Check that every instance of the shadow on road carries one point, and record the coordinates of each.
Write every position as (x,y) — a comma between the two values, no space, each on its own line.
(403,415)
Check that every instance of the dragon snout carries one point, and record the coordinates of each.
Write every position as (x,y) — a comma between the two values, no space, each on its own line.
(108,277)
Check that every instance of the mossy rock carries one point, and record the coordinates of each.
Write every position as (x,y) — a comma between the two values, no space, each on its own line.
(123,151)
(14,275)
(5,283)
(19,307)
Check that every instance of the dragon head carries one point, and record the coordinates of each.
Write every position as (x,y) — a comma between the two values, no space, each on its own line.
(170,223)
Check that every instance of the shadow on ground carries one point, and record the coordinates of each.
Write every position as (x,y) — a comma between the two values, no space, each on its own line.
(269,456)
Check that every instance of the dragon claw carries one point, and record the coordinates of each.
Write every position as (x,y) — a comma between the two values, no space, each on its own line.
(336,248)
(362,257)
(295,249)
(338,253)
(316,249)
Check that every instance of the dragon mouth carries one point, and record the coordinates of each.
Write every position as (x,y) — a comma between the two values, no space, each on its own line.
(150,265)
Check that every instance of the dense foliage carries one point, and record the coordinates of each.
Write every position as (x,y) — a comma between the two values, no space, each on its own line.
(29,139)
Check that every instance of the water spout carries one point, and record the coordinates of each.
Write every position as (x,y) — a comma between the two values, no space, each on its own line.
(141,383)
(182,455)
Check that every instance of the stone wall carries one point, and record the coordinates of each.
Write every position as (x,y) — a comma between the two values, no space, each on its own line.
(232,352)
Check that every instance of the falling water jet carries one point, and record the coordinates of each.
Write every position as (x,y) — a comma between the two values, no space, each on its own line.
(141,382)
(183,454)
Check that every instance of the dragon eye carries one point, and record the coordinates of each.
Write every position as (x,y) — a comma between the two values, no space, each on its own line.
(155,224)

*****

• [EXERCISE DESCRIPTION]
Reproduce the records word for word, from the line that contains "Check that every instance of the dragon claw" through the last line of the records, with both included.

• [RESULT]
Check that every instance of the dragon claw carries one point, and record the coordinates of each.
Write every position as (x,y) — a comma between the two values, no space, each on its own line.
(336,248)
(362,257)
(295,249)
(338,253)
(316,249)
Check that every instance of the dragon mouth carries one point, and record the coordinates of each.
Write every position as (x,y) — a comma between the two values, no space, each on its own line.
(150,265)
Check that every instance of the dense foliage carries one point, and record the coordinates of each.
Write every position as (x,y) — a comma between the two values, no space, each on its own line.
(29,139)
Check that every instance of the water spout carries one point, and record the coordinates of each.
Write every position as (x,y) — a comma between the two values, no space, each on its own line.
(141,383)
(182,455)
Check that every instance of the stone wall carries one point, and record the coordinates of each.
Write every position as (x,y) — a comma between the two values, no space, each on its own line.
(232,352)
Check that every instance of the falling water jet carries one point, and record the coordinates of each.
Write every position as (x,y) — a comma between the two values, no space, each on its own line.
(141,382)
(183,454)
Check that every instance of the dragon eye carries one point, and record the coordinates of each.
Write every position as (x,y) — a comma between the two values, no space, each on its own line.
(155,224)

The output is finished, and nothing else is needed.